======== Dataset rows
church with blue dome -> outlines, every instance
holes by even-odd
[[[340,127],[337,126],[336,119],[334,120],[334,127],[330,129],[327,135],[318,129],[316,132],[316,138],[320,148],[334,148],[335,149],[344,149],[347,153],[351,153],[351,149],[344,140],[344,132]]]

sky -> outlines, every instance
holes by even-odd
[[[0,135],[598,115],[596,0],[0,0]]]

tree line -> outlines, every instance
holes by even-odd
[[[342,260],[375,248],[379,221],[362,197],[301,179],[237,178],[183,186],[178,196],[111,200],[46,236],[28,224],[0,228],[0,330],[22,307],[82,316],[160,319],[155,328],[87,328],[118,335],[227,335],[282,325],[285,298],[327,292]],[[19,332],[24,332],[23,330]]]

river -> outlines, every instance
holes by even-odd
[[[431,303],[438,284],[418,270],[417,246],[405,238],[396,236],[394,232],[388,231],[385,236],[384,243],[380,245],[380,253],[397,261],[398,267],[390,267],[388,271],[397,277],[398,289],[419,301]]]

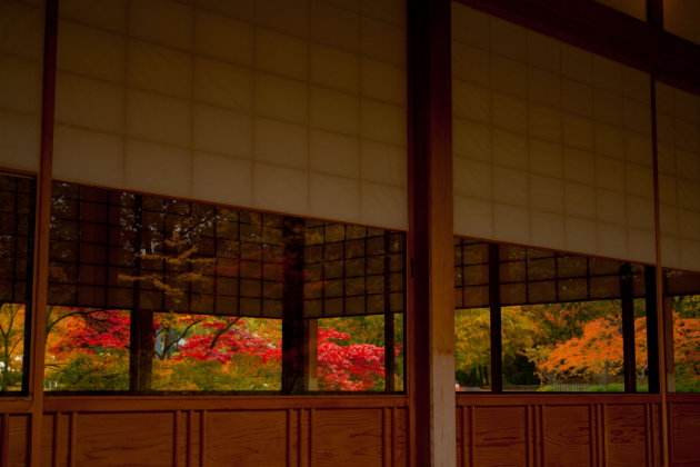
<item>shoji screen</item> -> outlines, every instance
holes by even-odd
[[[60,8],[57,178],[407,228],[402,0]]]
[[[452,2],[457,235],[653,262],[649,74]]]
[[[630,17],[647,21],[647,0],[596,0]]]
[[[700,271],[700,97],[656,87],[661,262]]]
[[[44,2],[0,1],[0,168],[39,169]]]

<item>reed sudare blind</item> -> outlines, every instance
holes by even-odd
[[[661,264],[700,271],[700,97],[656,90]]]
[[[44,1],[0,2],[0,168],[39,170]]]
[[[650,76],[452,2],[454,232],[654,261]]]
[[[60,2],[54,177],[406,229],[403,0]]]

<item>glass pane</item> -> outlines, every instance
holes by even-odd
[[[503,389],[623,391],[620,300],[503,307]]]
[[[50,240],[49,390],[403,388],[403,232],[57,182]]]
[[[34,180],[0,173],[0,395],[26,388]]]
[[[157,314],[153,390],[280,390],[279,319]]]
[[[700,274],[664,270],[663,279],[664,314],[673,324],[674,378],[669,390],[700,393]]]
[[[457,238],[454,270],[458,390],[623,391],[623,316],[637,335],[636,387],[648,390],[648,267]]]
[[[454,314],[456,389],[491,390],[491,315],[488,308]]]
[[[649,346],[647,340],[647,302],[634,300],[634,362],[637,393],[649,393]]]

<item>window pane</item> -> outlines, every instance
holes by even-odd
[[[318,389],[384,390],[384,330],[383,316],[319,319]]]
[[[280,390],[281,320],[156,314],[153,390]]]
[[[669,390],[700,393],[700,274],[666,270],[663,277],[664,312],[673,324],[676,377]]]
[[[0,173],[0,394],[26,389],[36,185]]]
[[[127,310],[49,307],[44,389],[129,389]]]
[[[402,232],[54,183],[47,389],[401,390],[403,290]],[[103,315],[123,318],[120,339]],[[327,319],[353,331],[317,337]],[[319,339],[381,358],[323,386],[342,352]]]
[[[630,390],[649,390],[653,268],[461,238],[454,261],[458,389],[623,391],[627,332]]]

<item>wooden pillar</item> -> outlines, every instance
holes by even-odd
================
What needs to be done
Return, unchanged, the lines of the records that begin at the line containing "<item>reed sudare blind</item>" and end after the line containing "[[[60,2],[54,177],[406,229],[403,0]]]".

Answer to the task
<item>reed sudare blind</item> -> outlines, every instance
holes by even-odd
[[[661,264],[700,271],[700,97],[656,90]]]
[[[44,1],[0,2],[0,168],[39,170]]]
[[[650,76],[452,2],[454,232],[654,261]]]
[[[60,2],[54,177],[406,229],[403,0]]]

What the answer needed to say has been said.